* **EXERCISE INSTRUCTIONS**:
Pick up the description of the large text file processing script after its final sentence and keep writing it.

* **SELECTION**:
----------------------------------------

Large Text File (LTF) Processing Pipeline Script

This script automates the process of handling large pipe-delimited text files. It splits the input file into smaller chunks, converts the chunks into CSV format, and generates SQL scripts for database insertion.

Features

Splitting Large Files:
- Splits the input text file into smaller files with a configurable number of lines.
CSV Conversion:
- Converts split files from pipe-delimited format to CSV with proper encoding and delimiter replacement. PS: Specify --delimiter=, argument if the file you are working with is comma-delimited.
SQL Script Generation:
- Creates SQL INSERT statements for a buffer range of 1000 by combining each CSV row insert values into a single statement per 1000 csv file iterations whilst ensuring proper formatting.
Customizable Options:
- Allows you to specify sub-folder names, delimiters, encoding, and number of lines per split if they are different from the scripts default configuration.

Requirements

Bash (Linux or WSL on Windows)
Tools:
- split (for file splitting)
- sed (for delimiter replacement)
- iconv (for encoding conversion)
- awk (for SQL formatting)

Usage

(Optional) You can opt to create an "input" folder and add the raw text file(s) in it instead of placing the files in the project root. On the command below, you may use the relative path (./input/<text_file>) if you choose do do so.

----------------------------------------

* **INFORMATION PROVIDED**:

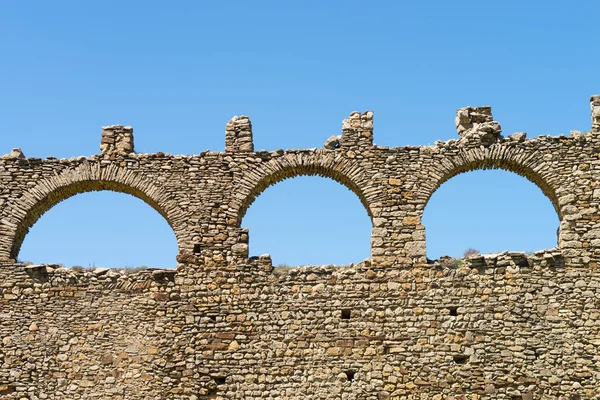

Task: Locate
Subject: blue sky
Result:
[0,1,600,267]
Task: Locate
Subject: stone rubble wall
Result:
[0,96,600,400]
[0,250,600,400]
[0,96,600,268]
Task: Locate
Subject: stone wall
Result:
[0,96,600,400]
[0,96,600,267]
[0,251,600,400]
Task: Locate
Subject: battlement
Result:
[0,96,600,400]
[0,96,600,268]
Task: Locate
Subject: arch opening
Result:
[243,174,372,266]
[10,180,178,268]
[237,165,373,228]
[423,166,561,259]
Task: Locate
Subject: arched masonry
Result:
[0,162,185,259]
[0,96,600,400]
[0,96,600,268]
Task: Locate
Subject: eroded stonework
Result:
[0,96,600,400]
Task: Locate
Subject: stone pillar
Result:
[340,111,373,148]
[225,115,254,153]
[100,125,133,155]
[590,94,600,133]
[454,106,502,146]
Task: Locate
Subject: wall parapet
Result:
[0,96,600,268]
[0,250,600,400]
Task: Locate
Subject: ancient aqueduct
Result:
[0,96,600,400]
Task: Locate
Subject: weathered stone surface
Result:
[100,125,133,155]
[0,252,600,400]
[324,135,340,150]
[0,97,600,400]
[225,115,254,153]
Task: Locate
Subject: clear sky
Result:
[0,0,600,267]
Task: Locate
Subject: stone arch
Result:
[418,146,563,256]
[0,162,184,259]
[419,146,562,220]
[230,151,381,228]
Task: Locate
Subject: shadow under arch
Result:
[0,164,182,260]
[234,153,378,228]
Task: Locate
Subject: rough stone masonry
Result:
[0,96,600,400]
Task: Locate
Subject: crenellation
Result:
[340,111,373,148]
[0,96,600,400]
[590,95,600,133]
[100,125,133,156]
[454,106,503,147]
[225,115,254,153]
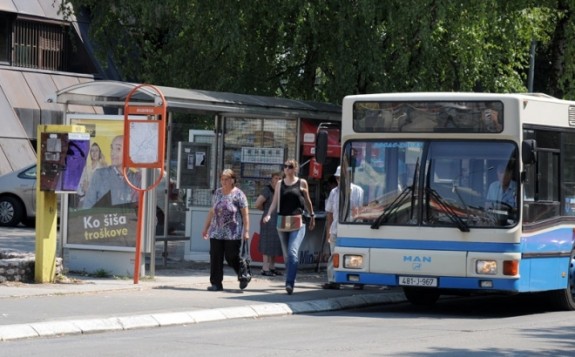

----------------------------------------

* **RESULT FOR THIS TASK**:
Basic Command

./lgtxtdata_processing_pipeline.sh <text_file> <sub_folder> [options]

Options

--lines=<number>: Number of lines per split file (default: 10000).
--delimiter=<char>: Delimiter in the input file (default: |).
--encoding=<encoding>: Desired file encoding (default: UTF-8).

Examples

Basic Usage

./lgtxtdata_processing_pipeline.sh large_file.txt batch_2024

Input File: large_file.txt
CSV Sub-folder: batch_2024

Custom Options

./lgtxtdata_processing_pipeline.sh large_file.txt batch_2024 --lines=5000 --delimiter="|" --encoding="ISO-8859-1"

Output Structure

The script organizes outputs into the following directories under ./output:

Split Files: ./output/split_files/
CSV Files: ./output/converted_csv/<sub_folder>/
SQL Script: ./output/sql_files/<input_file_name>.sql

Example File Tree

output/
├── split_files/
│   ├── split_large_file_00.txt
│   ├── split_large_file_01.txt
│   └── ...
├── converted_csv/
│   └── batch_2024/
│       ├── split_large_file_00.csv
│       ├── split_large_file_01.csv
│       └── ...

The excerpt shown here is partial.